== Entries supplied
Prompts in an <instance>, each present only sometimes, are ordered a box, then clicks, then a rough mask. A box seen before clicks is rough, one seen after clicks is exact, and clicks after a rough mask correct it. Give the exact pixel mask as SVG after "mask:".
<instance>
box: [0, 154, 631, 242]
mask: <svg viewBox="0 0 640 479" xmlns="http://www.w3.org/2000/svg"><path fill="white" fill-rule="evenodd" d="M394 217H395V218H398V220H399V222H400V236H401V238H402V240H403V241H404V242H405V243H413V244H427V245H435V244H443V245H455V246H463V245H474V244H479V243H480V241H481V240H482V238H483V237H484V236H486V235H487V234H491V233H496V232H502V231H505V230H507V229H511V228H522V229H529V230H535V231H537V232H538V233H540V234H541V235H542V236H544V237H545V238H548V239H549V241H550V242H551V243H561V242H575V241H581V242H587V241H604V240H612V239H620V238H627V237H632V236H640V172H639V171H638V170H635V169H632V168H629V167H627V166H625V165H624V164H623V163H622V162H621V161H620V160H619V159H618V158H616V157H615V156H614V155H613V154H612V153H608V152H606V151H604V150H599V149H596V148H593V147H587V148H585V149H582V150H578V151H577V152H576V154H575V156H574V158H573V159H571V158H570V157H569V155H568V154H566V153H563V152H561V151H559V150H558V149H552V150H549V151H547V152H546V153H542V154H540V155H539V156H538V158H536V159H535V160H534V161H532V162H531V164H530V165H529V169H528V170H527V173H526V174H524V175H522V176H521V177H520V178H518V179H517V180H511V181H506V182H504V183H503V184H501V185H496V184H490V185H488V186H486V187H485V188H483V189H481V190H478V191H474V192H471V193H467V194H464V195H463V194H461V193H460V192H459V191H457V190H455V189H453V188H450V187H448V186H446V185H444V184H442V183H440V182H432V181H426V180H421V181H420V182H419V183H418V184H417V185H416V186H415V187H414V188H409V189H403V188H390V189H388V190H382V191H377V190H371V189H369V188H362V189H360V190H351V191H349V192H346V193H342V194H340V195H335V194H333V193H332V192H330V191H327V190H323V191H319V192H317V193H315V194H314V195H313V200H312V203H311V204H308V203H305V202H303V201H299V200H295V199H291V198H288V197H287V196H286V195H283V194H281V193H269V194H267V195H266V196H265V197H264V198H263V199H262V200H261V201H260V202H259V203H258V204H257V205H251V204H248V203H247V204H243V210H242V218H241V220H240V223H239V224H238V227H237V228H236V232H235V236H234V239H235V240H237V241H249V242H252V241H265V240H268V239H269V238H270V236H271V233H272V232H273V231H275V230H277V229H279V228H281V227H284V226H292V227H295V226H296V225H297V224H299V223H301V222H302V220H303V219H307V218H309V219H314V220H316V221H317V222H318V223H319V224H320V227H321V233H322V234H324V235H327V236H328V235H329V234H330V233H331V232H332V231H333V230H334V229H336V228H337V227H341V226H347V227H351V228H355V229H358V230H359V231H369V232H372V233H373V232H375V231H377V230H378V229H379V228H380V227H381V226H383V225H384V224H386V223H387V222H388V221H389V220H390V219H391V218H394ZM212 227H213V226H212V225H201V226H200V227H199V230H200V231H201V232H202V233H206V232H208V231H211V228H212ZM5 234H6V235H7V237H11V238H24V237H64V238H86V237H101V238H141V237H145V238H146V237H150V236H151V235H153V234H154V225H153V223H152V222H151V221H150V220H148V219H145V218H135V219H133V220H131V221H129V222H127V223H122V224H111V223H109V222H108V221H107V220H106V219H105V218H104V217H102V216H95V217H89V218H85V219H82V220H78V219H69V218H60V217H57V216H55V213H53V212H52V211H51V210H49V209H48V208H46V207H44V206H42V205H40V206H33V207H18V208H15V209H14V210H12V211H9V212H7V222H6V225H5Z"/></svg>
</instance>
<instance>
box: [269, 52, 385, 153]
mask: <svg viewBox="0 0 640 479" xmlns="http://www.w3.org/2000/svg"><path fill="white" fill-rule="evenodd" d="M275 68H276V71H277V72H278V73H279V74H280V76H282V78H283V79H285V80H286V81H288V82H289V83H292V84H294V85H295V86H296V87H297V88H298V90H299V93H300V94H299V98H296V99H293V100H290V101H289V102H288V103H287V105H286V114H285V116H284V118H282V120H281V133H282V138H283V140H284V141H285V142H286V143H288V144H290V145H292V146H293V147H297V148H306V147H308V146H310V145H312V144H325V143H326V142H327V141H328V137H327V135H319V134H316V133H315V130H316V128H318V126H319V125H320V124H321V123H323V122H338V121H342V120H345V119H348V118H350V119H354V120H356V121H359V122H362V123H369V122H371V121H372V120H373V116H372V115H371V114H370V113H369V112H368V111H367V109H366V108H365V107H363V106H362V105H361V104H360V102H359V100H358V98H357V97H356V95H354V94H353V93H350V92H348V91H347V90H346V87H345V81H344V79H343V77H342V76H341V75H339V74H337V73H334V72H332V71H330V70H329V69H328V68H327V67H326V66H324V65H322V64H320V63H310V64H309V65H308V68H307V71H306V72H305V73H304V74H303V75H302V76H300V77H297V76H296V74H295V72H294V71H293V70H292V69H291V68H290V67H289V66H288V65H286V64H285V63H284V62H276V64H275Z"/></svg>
====
Try it = Rewrite the listing above, swapping every "clicks" for "points" and leaving everything else unchanged.

Solution =
Prompts in an <instance>, each present only sometimes, are ordered a box, then points, then a rough mask. A box seen before points is rough, one seen after points is exact, and points after a rough mask correct it. Give the exact pixel mask as SVG after "mask:".
<instance>
box: [0, 154, 631, 242]
mask: <svg viewBox="0 0 640 479" xmlns="http://www.w3.org/2000/svg"><path fill="white" fill-rule="evenodd" d="M394 217H395V218H398V220H399V222H400V236H401V238H402V240H403V241H404V242H405V243H413V244H427V245H435V244H443V245H455V246H463V245H474V244H479V243H480V241H481V240H482V238H483V237H484V236H486V235H487V234H491V233H496V232H502V231H505V230H507V229H511V228H522V229H529V230H535V231H537V232H538V233H540V234H541V235H542V236H544V237H545V238H548V239H549V241H550V242H551V243H561V242H575V241H581V242H587V241H604V240H612V239H620V238H627V237H632V236H640V172H639V171H638V170H635V169H632V168H629V167H627V166H625V165H624V164H623V163H622V162H621V161H620V160H619V159H618V158H616V157H615V156H614V155H613V154H612V153H608V152H606V151H604V150H599V149H596V148H593V147H587V148H585V149H582V150H578V151H577V152H576V154H575V156H574V158H573V159H571V158H570V157H569V155H568V154H566V153H563V152H561V151H559V150H558V149H552V150H549V151H547V152H546V153H542V154H540V155H539V156H538V158H536V159H535V160H534V161H532V162H531V164H530V165H529V169H528V170H527V173H526V174H524V175H522V176H521V177H520V178H518V179H517V180H511V181H506V182H504V183H503V184H501V185H496V184H490V185H488V186H486V187H485V188H483V189H481V190H478V191H474V192H471V193H467V194H464V195H463V194H461V193H460V192H459V191H457V190H455V189H453V188H450V187H448V186H446V185H444V184H442V183H440V182H432V181H426V180H421V181H420V182H419V183H418V184H417V185H416V186H415V187H414V188H409V189H403V188H390V189H388V190H382V191H377V190H371V189H369V188H362V189H360V190H351V191H349V192H346V193H342V194H340V195H335V194H333V193H332V192H330V191H327V190H323V191H319V192H317V193H315V194H314V195H313V200H312V203H311V204H308V203H305V202H303V201H299V200H295V199H291V198H288V197H287V196H286V195H283V194H281V193H269V194H267V195H266V196H265V197H264V198H263V199H262V200H261V201H260V202H259V203H258V204H257V205H251V204H248V203H247V204H243V210H242V218H241V220H240V223H239V224H238V227H237V228H236V232H235V236H234V239H235V240H237V241H249V242H252V241H265V240H268V239H269V238H270V236H271V233H272V232H273V231H275V230H277V229H279V228H281V227H284V226H292V227H295V226H296V225H297V224H299V223H301V222H302V220H303V219H307V218H309V219H314V220H316V221H317V222H318V223H319V224H320V227H321V233H322V234H324V235H327V236H328V235H329V234H330V233H331V232H332V231H333V230H334V229H336V228H337V227H341V226H347V227H351V228H355V229H358V230H359V231H369V232H372V233H373V232H375V231H377V230H378V229H379V228H380V227H381V226H383V225H384V224H386V223H387V222H388V221H389V220H390V219H391V218H394ZM212 227H213V226H212V225H201V226H200V227H199V230H200V231H201V232H202V233H206V232H208V231H211V228H212ZM5 234H6V235H7V237H11V238H24V237H64V238H86V237H101V238H141V237H145V238H146V237H150V236H151V235H153V234H154V225H153V223H152V222H151V221H150V220H148V219H145V218H135V219H133V220H131V221H129V222H127V223H122V224H111V223H109V222H108V221H107V220H106V219H105V218H104V217H102V216H95V217H89V218H85V219H82V220H78V219H69V218H60V217H57V216H55V213H53V212H52V211H51V210H49V209H48V208H46V207H44V206H42V205H40V206H33V207H18V208H15V209H14V210H12V211H9V212H7V222H6V225H5Z"/></svg>
</instance>
<instance>
box: [269, 52, 385, 153]
mask: <svg viewBox="0 0 640 479" xmlns="http://www.w3.org/2000/svg"><path fill="white" fill-rule="evenodd" d="M275 68H276V71H277V72H278V73H279V74H280V76H282V78H283V79H285V80H286V81H288V82H289V83H292V84H294V85H295V86H296V87H297V88H298V90H299V93H300V94H299V98H296V99H293V100H290V101H289V102H288V103H287V105H286V114H285V116H284V118H282V120H281V133H282V138H283V140H284V141H285V142H286V143H288V144H290V145H292V146H293V147H297V148H306V147H308V146H310V145H312V144H325V143H326V142H327V141H328V137H327V135H319V134H316V133H315V130H316V128H318V126H319V125H320V124H321V123H323V122H338V121H342V120H345V119H348V118H350V119H354V120H356V121H359V122H362V123H369V122H371V121H372V120H373V116H372V115H371V114H370V113H369V112H368V111H367V109H366V108H365V107H363V106H362V105H361V104H360V102H359V100H358V98H357V97H356V95H354V94H353V93H350V92H348V91H347V90H346V87H345V81H344V79H343V77H342V76H341V75H339V74H337V73H334V72H332V71H330V70H329V69H328V68H327V67H326V66H324V65H322V64H320V63H310V64H309V65H308V68H307V71H306V72H305V73H304V74H303V75H302V76H300V77H297V76H296V74H295V72H294V71H293V70H292V69H291V68H290V67H289V66H288V65H286V64H285V63H284V62H276V64H275Z"/></svg>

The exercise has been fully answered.